> _Excerpted text_:

▬▬▬

When we were over in Israel this last trip, we stayed in the King David Hotel. And in this one fire escape kind of an exit, which we oftentimes used because the elevators were slow, there is one step that is about an inch-and-a-half deeper than the other steps. And we had a lady on our trip who was coming down the steps and when she came to the one step that was just an inch-and-a-half deeper than the other steps, because her mind was not coordinating, it was coordinating for a six-inch step, when she came to the seven-and-a-half inch step, just that extra inch-and-a-half broke her ankle in two places. Because her mind wasn't coordinating to cushion the blow.

So our minds have an automatic reflex action, even as you blink your eyes there is a certain pulling back reflex when you see a blow coming that cushions the blow. Otherwise, boxers would kill each other all the time in the ring. But you see how they are moving and you do that instinctively and automatically. Now they covered the face of Jesus so He could not see the blows coming. So that He could not instinctively pull back. So that the blows landed on His face with full force until they had beaten Him to the place where His face was so bloated and so marred that you look at Him and you would not even know that He was a human being. We'll get to that in Isaiah 52:1-15 next Sunday.

Now here is the prophecy, "I gave my back to the smiters and my cheeks,"

to those that plucked off the hair ( Isaiah 50:6 ):

They evidently pulled out His beard by the fistful. And with these beatings, His face was so distorted that you could not even recognize Him as a human being.

I hid not my face from shame and spitting ( Isaiah 50:6 ).

Spitting is a sign in the oriental culture of total disdain and disgust. The Arabs have quite a disdain many times for American tourists. And we have been spit upon or at (good dodger), but they oftentimes disdain the American tourists there. And especially if they try to sell you something and you say, "No, I don't want it." Many times they'll spit at you, just to show their absolute disgust and disdain. It's just a part of their oriental culture. And thus, the Jews not only rejected Him, but they spit upon Him. "My cheeks to the smiters, and I did not hide my face from their shame and their spitting."

▬▬▬

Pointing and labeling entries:
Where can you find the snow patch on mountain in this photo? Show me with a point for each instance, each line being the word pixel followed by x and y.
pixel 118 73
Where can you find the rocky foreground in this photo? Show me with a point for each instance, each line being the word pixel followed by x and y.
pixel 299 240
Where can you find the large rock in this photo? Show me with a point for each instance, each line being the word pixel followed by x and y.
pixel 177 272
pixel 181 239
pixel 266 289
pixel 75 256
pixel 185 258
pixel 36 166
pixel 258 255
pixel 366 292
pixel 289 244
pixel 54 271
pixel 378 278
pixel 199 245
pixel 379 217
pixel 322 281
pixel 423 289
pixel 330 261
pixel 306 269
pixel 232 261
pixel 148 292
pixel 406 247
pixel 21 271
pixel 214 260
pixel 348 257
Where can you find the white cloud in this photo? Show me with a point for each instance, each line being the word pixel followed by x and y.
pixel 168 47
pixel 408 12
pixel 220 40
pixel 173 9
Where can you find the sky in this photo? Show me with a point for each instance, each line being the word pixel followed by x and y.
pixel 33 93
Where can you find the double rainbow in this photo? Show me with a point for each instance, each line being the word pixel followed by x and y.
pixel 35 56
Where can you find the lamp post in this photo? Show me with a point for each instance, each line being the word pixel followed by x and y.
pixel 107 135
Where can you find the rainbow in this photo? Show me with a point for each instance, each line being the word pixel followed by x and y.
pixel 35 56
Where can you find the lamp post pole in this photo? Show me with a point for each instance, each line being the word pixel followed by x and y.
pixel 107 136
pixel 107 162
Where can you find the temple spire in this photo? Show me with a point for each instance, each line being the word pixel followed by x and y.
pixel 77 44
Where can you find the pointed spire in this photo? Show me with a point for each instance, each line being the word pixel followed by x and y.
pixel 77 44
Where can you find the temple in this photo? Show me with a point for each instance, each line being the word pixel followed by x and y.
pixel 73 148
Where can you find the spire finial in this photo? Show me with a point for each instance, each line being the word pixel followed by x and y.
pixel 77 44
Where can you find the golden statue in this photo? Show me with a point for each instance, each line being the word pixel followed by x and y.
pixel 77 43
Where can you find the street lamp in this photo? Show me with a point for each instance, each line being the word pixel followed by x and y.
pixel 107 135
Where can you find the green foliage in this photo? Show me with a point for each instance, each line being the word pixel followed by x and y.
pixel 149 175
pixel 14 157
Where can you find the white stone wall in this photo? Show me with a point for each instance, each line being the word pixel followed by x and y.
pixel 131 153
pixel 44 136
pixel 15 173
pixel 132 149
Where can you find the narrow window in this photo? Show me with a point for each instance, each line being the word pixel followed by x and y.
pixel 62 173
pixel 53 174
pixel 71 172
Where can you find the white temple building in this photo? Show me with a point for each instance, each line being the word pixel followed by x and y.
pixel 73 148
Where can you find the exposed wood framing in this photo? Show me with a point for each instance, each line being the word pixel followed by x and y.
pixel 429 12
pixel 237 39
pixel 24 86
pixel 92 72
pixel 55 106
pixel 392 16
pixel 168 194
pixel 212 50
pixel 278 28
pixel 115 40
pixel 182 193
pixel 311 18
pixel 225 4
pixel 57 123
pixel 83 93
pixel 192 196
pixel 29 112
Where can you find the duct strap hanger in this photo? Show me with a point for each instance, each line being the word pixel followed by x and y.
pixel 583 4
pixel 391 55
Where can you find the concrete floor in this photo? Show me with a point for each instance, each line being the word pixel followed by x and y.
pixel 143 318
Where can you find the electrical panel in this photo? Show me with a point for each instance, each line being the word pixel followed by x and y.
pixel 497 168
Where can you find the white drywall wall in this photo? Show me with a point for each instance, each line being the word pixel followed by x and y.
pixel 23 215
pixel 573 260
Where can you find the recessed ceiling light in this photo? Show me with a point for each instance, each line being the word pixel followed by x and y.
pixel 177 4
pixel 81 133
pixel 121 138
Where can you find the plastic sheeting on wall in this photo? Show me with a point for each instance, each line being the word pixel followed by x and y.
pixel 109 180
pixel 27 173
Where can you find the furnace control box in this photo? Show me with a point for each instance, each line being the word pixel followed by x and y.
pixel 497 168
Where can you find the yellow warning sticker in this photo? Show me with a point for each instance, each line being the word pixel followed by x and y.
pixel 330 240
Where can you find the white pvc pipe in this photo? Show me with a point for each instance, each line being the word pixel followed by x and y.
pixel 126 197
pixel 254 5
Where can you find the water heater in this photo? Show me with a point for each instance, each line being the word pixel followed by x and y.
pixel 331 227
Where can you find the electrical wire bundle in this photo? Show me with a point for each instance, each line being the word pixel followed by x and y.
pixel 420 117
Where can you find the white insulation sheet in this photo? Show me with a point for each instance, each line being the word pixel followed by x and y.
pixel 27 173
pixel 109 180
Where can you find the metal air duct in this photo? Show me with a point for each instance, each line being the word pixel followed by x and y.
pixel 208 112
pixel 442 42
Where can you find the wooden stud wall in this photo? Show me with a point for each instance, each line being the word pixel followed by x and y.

▬▬▬

> _Requirement 1_: List every distinct measurement in inches that the sermon excerpt on Isaiah 50:6 mentions.
> _Requirement 2_: Carry the sermon excerpt on Isaiah 50:6 further, beginning after its final sentence.
The data above are separate material and form no part of the sermon excerpt on Isaiah 50:6.

> _Final answer 1_:
- An inch-and-a-half
- Six inches
- Seven-and-a-half inches

> _Final answer 2_:
Isaiah, in chapter 52, we'll get there next week also, really this all comes together. Chapter 50 begins with the humiliation of Christ and goes on through. It said, "And as many as saw Him were astonished, shocked, and we hid as it were our faces from Him" ( Isaiah 53:3 ). Jesus was not a pretty picture when He redeemed you from your sin. His face was a bloody, bloated mass, swollen and distorted beyond recognition. Covered with spit. His back laid open by the beating. A crown of thorns upon his head. And Pilate said, "Behold the man!" But you couldn't even recognize that He was a man. And yet He did it. He endured it. He did not turn away. His ear was open. He submitted to the will of the Father because He loved you. "And who for the joy that was set before Him endured the cross" ( Hebrews 12:2 ), though He despised the spitting, even as you would. And the shame of the whole thing. He despised it. But yet He endured it because His love for you was stronger than anything else. And the joy of being able to wash you and redeem you and to cleanse you from all of your sins was the thing that kept Him going in that moment of disgrace and ignominy. How much He loved us. Oh, God, help us to respond to that love.

For the Lord GOD will help me; therefore I will not be confounded: therefore have I set my face as flint, and I know that I shall not be ashamed ( Isaiah 50:7 ).

His trust was in the Father. He had committed Himself unto God and to the will of God completely.

He is near that justifies me; who will contend with me? let us stand together: who is mine adversary? let him come near to me. Behold, the Lord GOD will help me; who is he that shall condemn me? lo, they all shall wax old as a garment; the moth shall eat them up. Who is among you that feareth the LORD, that obeyeth the voice of his servant, that walks in darkness, and hath no light? let him trust in the name of the LORD, and put his trust upon his God. Behold, all ye that kindle a fire ( Isaiah 50:8-11 ),

In the last verse he refers to a little pagan ceremony that they went in, that they did.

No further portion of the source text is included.